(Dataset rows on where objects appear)

-*-

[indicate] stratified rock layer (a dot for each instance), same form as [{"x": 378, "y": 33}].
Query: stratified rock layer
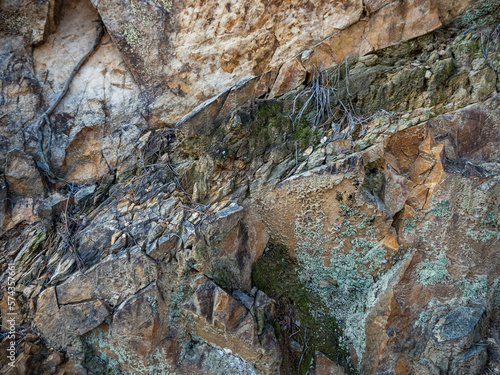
[{"x": 245, "y": 239}]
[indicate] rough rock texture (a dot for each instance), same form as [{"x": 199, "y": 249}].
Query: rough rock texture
[{"x": 298, "y": 187}]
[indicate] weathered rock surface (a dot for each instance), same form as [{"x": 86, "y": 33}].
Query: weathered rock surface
[{"x": 246, "y": 239}]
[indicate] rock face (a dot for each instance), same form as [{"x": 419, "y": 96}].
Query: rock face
[{"x": 290, "y": 187}]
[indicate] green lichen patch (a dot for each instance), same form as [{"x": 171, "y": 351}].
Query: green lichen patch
[{"x": 298, "y": 315}]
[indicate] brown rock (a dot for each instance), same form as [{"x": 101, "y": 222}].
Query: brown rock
[
  {"x": 396, "y": 191},
  {"x": 224, "y": 322},
  {"x": 112, "y": 280},
  {"x": 61, "y": 325},
  {"x": 325, "y": 366},
  {"x": 21, "y": 174},
  {"x": 291, "y": 75}
]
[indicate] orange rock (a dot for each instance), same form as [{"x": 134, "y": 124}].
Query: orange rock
[
  {"x": 290, "y": 76},
  {"x": 325, "y": 366}
]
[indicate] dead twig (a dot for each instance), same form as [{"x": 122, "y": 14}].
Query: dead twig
[{"x": 44, "y": 120}]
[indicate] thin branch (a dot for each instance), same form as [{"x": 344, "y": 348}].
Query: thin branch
[{"x": 45, "y": 116}]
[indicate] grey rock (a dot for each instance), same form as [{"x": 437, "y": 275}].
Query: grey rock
[
  {"x": 457, "y": 324},
  {"x": 472, "y": 361},
  {"x": 83, "y": 194}
]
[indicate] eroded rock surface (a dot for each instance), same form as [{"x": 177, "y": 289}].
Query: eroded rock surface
[{"x": 246, "y": 239}]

-*-

## [Exercise goal]
Every line of the data should be copied as it stands, without the images.

## [Answer to this exercise]
[indicate] stratified rock layer (a dot for each instance), same form as [{"x": 378, "y": 33}].
Query: stratified rock layer
[{"x": 245, "y": 239}]
[indicate] rough rock texture (a dot for each instance), same form as [{"x": 199, "y": 249}].
Query: rough rock texture
[{"x": 298, "y": 187}]
[indicate] weathered rock surface (a dot for each instance), same form as [{"x": 86, "y": 33}].
Query: weathered rock surface
[{"x": 246, "y": 239}]
[indicate] rock face (a dot for each instance), same form as [{"x": 419, "y": 96}].
Query: rock face
[{"x": 290, "y": 187}]
[indicate] green lichen patch (a dot for each instance), same form as [{"x": 171, "y": 351}].
Query: green lichen patch
[{"x": 298, "y": 315}]
[indicate] brown rock (a dot for each instance), same form as [{"x": 101, "y": 222}].
Query: brown rock
[
  {"x": 396, "y": 191},
  {"x": 224, "y": 322},
  {"x": 112, "y": 280},
  {"x": 61, "y": 325},
  {"x": 325, "y": 366},
  {"x": 21, "y": 174},
  {"x": 291, "y": 75}
]
[indicate] orange rock (a dot for each instance), same form as [{"x": 134, "y": 124}].
Query: orange rock
[
  {"x": 290, "y": 76},
  {"x": 325, "y": 366}
]
[indicate] dead twig (a dot for each instance), same form as [{"x": 122, "y": 14}].
Query: dead twig
[{"x": 44, "y": 120}]
[indicate] thin branch (a dot for each instance), same form as [{"x": 344, "y": 348}].
Query: thin branch
[{"x": 45, "y": 116}]
[indicate] grey rock (a dot for each instance), same form as [{"x": 437, "y": 275}].
Query: grey rock
[
  {"x": 457, "y": 324},
  {"x": 472, "y": 361},
  {"x": 83, "y": 194}
]
[indicate] eroded rock surface (a dot for each instance), same form as [{"x": 177, "y": 289}].
Query: eroded rock surface
[{"x": 246, "y": 239}]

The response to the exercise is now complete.